> [What you will do]: A verbatim repetition of the data below is requested, without images.
-------- Supplied information
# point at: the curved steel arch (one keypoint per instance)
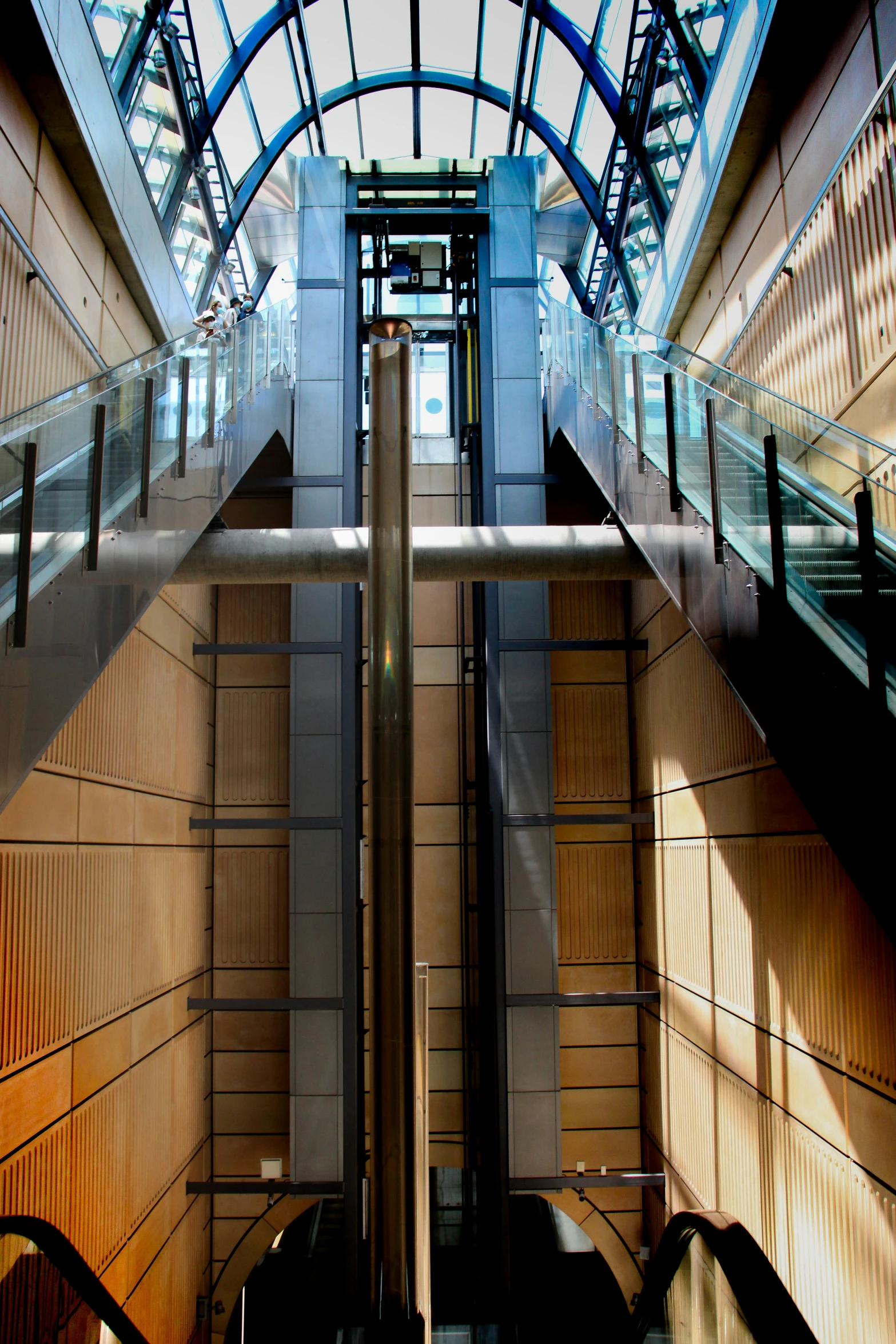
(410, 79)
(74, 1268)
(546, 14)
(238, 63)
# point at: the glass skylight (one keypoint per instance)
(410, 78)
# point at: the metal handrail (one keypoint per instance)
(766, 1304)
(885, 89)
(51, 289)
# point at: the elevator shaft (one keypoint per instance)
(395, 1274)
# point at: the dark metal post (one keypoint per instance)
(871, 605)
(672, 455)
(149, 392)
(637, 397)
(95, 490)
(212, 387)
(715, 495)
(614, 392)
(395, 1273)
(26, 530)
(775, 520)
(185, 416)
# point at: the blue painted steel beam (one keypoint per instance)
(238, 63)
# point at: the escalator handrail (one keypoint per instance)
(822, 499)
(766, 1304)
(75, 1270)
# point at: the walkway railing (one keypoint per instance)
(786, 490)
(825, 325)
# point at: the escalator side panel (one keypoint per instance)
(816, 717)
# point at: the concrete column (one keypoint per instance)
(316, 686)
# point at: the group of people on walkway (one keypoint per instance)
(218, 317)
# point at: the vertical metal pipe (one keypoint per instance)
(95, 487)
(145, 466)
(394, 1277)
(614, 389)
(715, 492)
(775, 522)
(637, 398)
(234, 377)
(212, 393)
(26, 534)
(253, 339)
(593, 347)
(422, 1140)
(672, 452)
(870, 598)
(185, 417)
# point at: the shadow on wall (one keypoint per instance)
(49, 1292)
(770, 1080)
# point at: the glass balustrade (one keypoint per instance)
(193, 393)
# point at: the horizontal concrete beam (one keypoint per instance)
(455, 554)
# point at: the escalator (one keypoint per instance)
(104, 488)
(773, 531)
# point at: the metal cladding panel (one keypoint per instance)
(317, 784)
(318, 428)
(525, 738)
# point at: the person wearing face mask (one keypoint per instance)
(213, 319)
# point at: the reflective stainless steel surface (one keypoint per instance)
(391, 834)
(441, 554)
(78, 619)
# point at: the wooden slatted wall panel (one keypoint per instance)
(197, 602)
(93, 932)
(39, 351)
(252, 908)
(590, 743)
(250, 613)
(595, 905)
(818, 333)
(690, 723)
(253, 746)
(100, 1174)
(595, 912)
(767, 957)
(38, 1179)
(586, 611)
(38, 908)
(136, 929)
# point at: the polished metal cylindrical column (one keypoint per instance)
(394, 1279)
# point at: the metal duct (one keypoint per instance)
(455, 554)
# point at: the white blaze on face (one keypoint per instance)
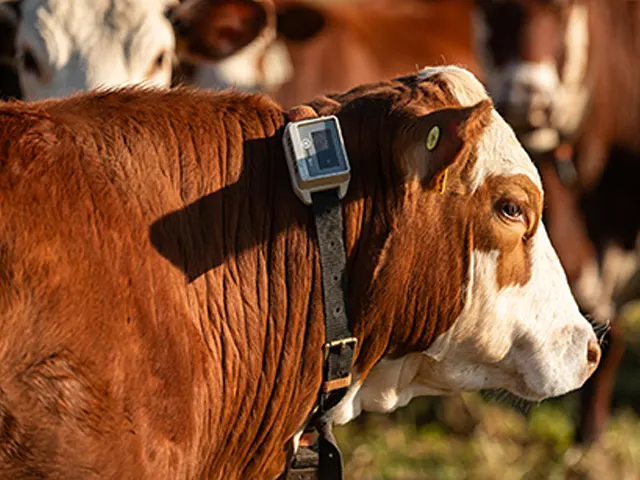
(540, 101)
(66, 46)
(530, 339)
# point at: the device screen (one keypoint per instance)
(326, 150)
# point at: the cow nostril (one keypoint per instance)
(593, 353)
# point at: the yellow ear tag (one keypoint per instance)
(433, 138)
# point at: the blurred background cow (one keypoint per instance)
----------------
> [Response to this task]:
# point at: the curved steel arch (one keypoint per instance)
(410, 79)
(74, 1268)
(546, 14)
(238, 63)
# point at: the glass skylight (one keypoint per instance)
(410, 78)
# point at: the metal handrail (one keypoint per instance)
(766, 1304)
(885, 89)
(51, 289)
# point at: the elevator shaft (one keypoint per instance)
(395, 1274)
# point at: the dark metal post (one keypoint per instance)
(871, 605)
(672, 455)
(149, 392)
(637, 397)
(95, 490)
(212, 387)
(715, 495)
(614, 392)
(395, 1273)
(26, 530)
(775, 520)
(185, 416)
# point at: the blue painted steel beam (one keypoint per instance)
(238, 63)
# point at: the escalator handrail (one keypoint per instance)
(822, 499)
(766, 1304)
(75, 1270)
# point at: the walkway railing (one keypoint per instance)
(786, 490)
(825, 325)
# point at: the escalator side panel (one keypoint per instance)
(816, 717)
# point at: the concrete column (one keypoint per instance)
(316, 686)
# point at: the group of people on walkway (one keypoint per instance)
(218, 317)
# point at: the vertical metal pipe (one keypoint per instance)
(95, 487)
(145, 466)
(394, 1277)
(614, 389)
(715, 492)
(775, 522)
(637, 398)
(234, 377)
(212, 393)
(26, 534)
(253, 339)
(593, 347)
(422, 1140)
(672, 452)
(870, 598)
(185, 417)
# point at: the shadow on wall (one keypoint per instance)
(49, 1292)
(770, 1080)
# point at: the glass balustrade (one keypoint per instance)
(193, 393)
# point at: the horizontal concrete beam (one keypoint per instance)
(455, 554)
# point at: the escalator (one keypoint per instance)
(104, 488)
(773, 531)
# point at: the metal cladding panel (one keypoint per instance)
(317, 784)
(318, 428)
(525, 738)
# point at: the person wearing face mask (one keypoint per instance)
(213, 319)
# point at: the reflective stainless steel surface (one keypoint per instance)
(391, 834)
(441, 554)
(78, 619)
# point at: the wooden slatted wall panel (one keypoint per instance)
(197, 602)
(93, 932)
(39, 351)
(252, 908)
(590, 743)
(250, 613)
(595, 905)
(818, 333)
(690, 723)
(253, 746)
(100, 1174)
(595, 912)
(767, 957)
(38, 1179)
(586, 611)
(38, 908)
(136, 929)
# point at: the polished metal cylindrical column (one keypoint per instance)
(394, 1279)
# point at: the metal duct (one keypoint per instance)
(455, 554)
# point at: the white blaze on face (one keypoint per instance)
(540, 101)
(66, 46)
(530, 339)
# point at: the device screen (one keypoint per instance)
(326, 150)
# point at: the cow nostril (one keypoint per instance)
(593, 353)
# point at: the yellow ear tag (one keypoint per instance)
(433, 138)
# point at: the blurred background cow (one keypoint per instance)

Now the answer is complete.